Collected data
----

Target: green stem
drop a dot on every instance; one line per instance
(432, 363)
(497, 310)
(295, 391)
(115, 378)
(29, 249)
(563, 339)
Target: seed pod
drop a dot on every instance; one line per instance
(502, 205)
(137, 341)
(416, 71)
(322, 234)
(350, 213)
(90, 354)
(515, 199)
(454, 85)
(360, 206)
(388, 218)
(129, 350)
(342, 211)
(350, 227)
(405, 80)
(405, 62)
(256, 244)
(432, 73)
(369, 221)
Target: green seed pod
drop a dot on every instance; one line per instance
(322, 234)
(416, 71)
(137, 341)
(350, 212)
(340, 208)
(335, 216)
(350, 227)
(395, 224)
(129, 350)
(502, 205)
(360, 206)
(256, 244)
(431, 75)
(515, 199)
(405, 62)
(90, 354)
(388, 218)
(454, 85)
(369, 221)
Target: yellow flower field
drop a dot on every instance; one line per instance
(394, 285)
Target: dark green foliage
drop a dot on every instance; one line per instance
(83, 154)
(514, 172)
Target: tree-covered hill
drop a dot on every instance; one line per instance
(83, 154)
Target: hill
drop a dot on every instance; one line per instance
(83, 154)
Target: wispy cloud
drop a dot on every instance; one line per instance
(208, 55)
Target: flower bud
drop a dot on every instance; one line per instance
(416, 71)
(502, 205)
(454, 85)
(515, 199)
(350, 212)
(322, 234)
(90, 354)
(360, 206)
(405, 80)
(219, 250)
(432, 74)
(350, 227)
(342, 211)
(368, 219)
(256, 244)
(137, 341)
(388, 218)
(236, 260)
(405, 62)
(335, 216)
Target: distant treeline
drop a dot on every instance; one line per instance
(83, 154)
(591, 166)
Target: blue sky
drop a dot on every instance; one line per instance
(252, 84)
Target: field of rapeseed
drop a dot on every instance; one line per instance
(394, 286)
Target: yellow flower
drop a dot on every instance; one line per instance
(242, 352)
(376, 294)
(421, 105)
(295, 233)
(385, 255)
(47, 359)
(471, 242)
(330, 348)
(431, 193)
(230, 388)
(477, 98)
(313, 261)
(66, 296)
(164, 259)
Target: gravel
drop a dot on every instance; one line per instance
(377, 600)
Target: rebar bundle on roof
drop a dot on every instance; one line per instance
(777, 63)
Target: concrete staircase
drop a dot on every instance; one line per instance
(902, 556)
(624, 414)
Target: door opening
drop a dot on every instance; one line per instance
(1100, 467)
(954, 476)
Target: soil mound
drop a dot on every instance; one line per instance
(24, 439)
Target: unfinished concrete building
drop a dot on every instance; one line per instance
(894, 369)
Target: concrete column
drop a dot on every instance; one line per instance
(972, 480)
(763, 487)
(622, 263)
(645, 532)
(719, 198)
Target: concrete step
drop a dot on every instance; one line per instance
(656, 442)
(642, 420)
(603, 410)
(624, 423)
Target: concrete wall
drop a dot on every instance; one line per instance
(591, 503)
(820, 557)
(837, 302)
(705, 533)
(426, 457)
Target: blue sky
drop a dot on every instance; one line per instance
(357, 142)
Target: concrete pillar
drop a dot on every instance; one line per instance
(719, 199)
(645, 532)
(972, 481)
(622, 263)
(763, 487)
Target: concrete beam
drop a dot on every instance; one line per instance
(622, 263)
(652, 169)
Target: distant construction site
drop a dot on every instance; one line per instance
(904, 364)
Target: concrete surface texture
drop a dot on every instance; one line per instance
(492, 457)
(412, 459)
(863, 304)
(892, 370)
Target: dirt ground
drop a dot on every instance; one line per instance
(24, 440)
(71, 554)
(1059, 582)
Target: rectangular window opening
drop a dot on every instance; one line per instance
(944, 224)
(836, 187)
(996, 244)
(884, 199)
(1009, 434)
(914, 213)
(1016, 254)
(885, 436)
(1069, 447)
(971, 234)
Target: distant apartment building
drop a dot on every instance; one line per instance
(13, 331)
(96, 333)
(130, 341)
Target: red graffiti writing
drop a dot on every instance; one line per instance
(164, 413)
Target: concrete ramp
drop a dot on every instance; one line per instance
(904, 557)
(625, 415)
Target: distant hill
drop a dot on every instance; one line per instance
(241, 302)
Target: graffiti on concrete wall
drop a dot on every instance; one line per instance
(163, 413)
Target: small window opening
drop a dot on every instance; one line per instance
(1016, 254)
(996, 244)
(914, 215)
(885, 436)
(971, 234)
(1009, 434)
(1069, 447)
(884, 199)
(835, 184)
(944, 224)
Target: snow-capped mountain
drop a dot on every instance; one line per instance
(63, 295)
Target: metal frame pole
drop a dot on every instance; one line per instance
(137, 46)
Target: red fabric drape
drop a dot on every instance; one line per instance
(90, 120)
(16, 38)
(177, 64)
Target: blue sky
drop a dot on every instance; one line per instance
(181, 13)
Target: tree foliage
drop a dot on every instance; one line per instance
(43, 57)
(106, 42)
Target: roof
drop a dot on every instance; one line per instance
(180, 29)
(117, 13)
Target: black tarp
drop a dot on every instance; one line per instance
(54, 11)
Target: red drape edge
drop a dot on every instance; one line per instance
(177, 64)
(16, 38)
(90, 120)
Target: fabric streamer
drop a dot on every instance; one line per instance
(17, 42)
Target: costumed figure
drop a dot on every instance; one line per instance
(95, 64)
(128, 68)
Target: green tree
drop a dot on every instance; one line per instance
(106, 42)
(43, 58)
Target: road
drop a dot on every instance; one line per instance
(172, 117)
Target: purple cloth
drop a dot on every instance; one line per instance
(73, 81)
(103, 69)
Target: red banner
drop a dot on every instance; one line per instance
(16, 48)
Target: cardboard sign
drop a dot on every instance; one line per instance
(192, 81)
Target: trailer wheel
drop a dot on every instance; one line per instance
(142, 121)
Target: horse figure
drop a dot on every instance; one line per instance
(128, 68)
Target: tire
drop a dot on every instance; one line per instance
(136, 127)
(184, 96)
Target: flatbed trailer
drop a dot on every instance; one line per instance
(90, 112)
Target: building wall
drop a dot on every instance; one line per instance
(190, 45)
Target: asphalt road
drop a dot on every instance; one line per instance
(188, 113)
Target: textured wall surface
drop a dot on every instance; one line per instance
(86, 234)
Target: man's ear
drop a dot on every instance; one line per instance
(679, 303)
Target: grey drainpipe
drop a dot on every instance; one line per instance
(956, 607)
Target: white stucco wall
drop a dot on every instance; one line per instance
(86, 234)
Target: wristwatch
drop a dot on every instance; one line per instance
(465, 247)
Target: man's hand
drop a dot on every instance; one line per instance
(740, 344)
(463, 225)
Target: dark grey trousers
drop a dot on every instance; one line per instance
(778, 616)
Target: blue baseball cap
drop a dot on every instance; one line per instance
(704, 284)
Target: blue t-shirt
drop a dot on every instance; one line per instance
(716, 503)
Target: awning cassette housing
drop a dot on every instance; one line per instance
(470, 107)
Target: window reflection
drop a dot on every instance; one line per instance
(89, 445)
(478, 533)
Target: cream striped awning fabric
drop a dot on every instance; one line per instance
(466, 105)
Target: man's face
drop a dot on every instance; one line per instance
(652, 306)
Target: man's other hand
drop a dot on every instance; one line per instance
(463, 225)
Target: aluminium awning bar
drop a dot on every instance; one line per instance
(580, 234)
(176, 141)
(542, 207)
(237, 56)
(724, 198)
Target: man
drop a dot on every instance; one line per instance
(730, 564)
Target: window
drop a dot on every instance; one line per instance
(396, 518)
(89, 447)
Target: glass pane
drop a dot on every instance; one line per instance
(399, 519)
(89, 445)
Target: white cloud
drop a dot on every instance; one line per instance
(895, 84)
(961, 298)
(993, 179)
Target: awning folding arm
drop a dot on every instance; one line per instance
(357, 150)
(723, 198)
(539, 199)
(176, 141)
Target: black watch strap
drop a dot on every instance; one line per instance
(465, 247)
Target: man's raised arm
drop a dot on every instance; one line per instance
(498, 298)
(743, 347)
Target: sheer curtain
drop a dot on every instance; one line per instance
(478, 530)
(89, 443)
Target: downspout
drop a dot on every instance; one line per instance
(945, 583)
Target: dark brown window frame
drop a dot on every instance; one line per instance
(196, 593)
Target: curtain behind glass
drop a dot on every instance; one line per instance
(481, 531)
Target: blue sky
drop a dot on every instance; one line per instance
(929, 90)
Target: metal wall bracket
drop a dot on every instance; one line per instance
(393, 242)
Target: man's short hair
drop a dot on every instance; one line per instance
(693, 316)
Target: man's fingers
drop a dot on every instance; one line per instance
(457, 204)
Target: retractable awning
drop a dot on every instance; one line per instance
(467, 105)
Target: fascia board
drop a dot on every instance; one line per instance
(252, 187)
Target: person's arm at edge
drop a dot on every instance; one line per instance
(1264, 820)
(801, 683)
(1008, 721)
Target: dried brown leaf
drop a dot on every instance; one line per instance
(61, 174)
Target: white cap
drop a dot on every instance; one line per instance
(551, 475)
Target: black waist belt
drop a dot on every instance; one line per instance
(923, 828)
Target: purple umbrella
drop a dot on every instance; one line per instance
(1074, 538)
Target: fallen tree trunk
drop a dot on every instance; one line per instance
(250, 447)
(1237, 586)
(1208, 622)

----

GIVEN INSTRUCTION: Please convert the items from the line with "Target: black waist belt" through the end of the items into a two-column CSV with the columns item_text and answer. Give one row per item, putting its text and its answer each in a single quoted field with line breaks replaced by spaces.

FULL ANSWER:
item_text,answer
"Target: black waist belt drop a dot on every instance; one line per instance","(923, 828)"
"Target: purple umbrella drop a dot on every instance; one line per instance","(1074, 538)"
"Target: fallen tree trunk drop a dot on every instance; one line per instance","(250, 447) (1237, 586) (1208, 622)"